**Dataset records:**
>>>>
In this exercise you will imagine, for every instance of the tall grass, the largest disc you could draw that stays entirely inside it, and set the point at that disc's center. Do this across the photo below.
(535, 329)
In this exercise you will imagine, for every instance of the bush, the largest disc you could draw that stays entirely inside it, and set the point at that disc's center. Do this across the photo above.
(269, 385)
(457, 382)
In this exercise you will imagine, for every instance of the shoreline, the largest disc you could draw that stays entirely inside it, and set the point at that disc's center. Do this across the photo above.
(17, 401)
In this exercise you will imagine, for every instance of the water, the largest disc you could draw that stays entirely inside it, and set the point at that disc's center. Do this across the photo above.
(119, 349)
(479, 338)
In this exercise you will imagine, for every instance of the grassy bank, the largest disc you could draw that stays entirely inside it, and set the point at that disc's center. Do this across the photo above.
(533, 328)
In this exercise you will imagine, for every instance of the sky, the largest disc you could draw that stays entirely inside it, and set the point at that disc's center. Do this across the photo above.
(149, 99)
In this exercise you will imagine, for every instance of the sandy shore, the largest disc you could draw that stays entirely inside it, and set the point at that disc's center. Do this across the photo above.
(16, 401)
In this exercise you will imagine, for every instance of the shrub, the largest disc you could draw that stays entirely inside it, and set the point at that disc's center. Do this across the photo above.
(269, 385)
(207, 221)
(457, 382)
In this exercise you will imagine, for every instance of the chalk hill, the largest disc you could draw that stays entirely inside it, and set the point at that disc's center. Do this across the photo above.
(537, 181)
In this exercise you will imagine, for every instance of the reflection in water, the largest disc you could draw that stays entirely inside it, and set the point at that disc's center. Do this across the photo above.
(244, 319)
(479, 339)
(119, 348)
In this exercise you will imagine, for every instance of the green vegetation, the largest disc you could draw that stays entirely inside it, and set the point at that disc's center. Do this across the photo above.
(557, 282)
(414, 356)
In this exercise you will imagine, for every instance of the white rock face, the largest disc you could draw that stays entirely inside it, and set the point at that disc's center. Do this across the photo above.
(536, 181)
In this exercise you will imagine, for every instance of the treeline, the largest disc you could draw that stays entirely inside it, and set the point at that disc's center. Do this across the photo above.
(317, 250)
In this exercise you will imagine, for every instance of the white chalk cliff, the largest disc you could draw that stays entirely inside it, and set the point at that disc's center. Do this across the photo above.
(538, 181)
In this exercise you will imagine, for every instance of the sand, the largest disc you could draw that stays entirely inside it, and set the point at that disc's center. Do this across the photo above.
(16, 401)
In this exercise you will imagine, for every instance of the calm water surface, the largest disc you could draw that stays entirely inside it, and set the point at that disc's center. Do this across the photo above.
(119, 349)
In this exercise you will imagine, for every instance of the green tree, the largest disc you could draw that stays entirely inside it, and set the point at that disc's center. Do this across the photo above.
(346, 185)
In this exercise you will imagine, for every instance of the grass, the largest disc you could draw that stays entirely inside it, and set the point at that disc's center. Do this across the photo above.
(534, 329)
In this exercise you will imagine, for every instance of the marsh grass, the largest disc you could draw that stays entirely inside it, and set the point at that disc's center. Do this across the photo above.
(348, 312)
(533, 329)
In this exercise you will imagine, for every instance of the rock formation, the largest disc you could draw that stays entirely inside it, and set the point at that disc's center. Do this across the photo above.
<<<<
**What to produce:** Every record above should be output exactly.

**Reply to the task:**
In this exercise you will imagine, for every instance of the tall grass, the largest disc you could draw that stays entirely inside it, and set the point at that disc's center. Do this across the photo below.
(535, 329)
In this exercise you will imagine, for every instance of the bush, the largest disc you could draw that stays entirely inside it, and set the point at that disc's center. Do this across the photo above.
(269, 385)
(457, 382)
In this exercise you will imagine, for every instance of the shoreline, the largest disc you could draw that stays entirely inside it, and set the point at that disc's center. Do this across the photo above.
(17, 401)
In this exercise you will imagine, for every instance of the water, the largest disc you could draw that stays entirely inside it, and set the point at that disc's center. Do this across the photo above.
(119, 349)
(479, 338)
In this exercise you will imagine, for every instance of the grassy bank, the largest disc you could draw that stays entirely inside it, and set the point at that disc's center. Do this across the photo above.
(533, 328)
In this exercise you will imagine, for every instance of the sky, the largest disc you could draw that stays entirely inside it, and set the point at that disc's center. Do this across the photo above.
(149, 99)
In this exercise you will imagine, for every instance of the sandy shore, the largest disc you could draw that stays entirely inside it, and set the point at that disc's center. Do this across the photo above.
(16, 401)
In this exercise you will imagine, for every instance of the shrub, the largest disc you could draw that stays entirely inside it, and set the point at that disc's center. Do this across the photo above.
(269, 385)
(207, 221)
(457, 382)
In this exercise you will imagine, for every instance of the chalk hill, the largest disc you could draw that stays entirely inside it, and set the point at that disc's center. Do this across the photo above.
(537, 181)
In this exercise you will imagine, for every instance of the reflection in water, the largest disc you could draw that stays entirely inside it, and set the point at that disc's center. Do this across the photo above.
(244, 319)
(479, 339)
(119, 348)
In this exercise you will imagine, for every instance of the green vegetation, the largest disc you could draw that stays entirely inside it, and set the point at that disc's center. Do this across the photo above.
(557, 282)
(414, 356)
In this exercise you will imagine, for every instance of the white rock face, the largest disc you could draw that stays entirely inside it, and set the point at that disc's center. Do this across the photo above.
(536, 181)
In this exercise you will imagine, for every instance of the treeline, the largest disc you could draw that stays entirely inside it, and set the point at that disc's center. Do this across the photo above.
(317, 250)
In this exercise you will imagine, for every instance of the white chalk cliff, the largest disc you could draw that stays entirely inside it, and set the point at that disc's center. Do this across the photo above.
(538, 181)
In this exercise you will imagine, for every instance of the sand, the largest disc you could draw that stays entirely inside it, and set the point at that disc's center. Do this across the photo above.
(16, 401)
In this exercise you will imagine, for every instance of the calm water surface, the largest disc you could draw that stays entirely inside it, and set the point at that disc's center. Do this across the photo above.
(119, 349)
In this exercise you will imagine, for every instance of the green tree, the largest disc you could draw that stays entirely inside it, and set the point at that disc's center. Do this across the photo above.
(346, 185)
In this exercise you will imagine, for every instance of the grass, the largest disc you could draw that stays entirely inside it, and set the point at that disc's center. Do this across the photo above.
(534, 329)
In this exercise you will imagine, for every instance of the marsh grass, the largest disc you could draw that stays entirely inside it, and set the point at that disc's center. Do this across the photo above.
(348, 312)
(533, 329)
In this exercise you will imagine, for every instance of the rock formation, the largest disc you could draw that stays entirely inside it, and set the point at that disc's center. Do this across the photo above.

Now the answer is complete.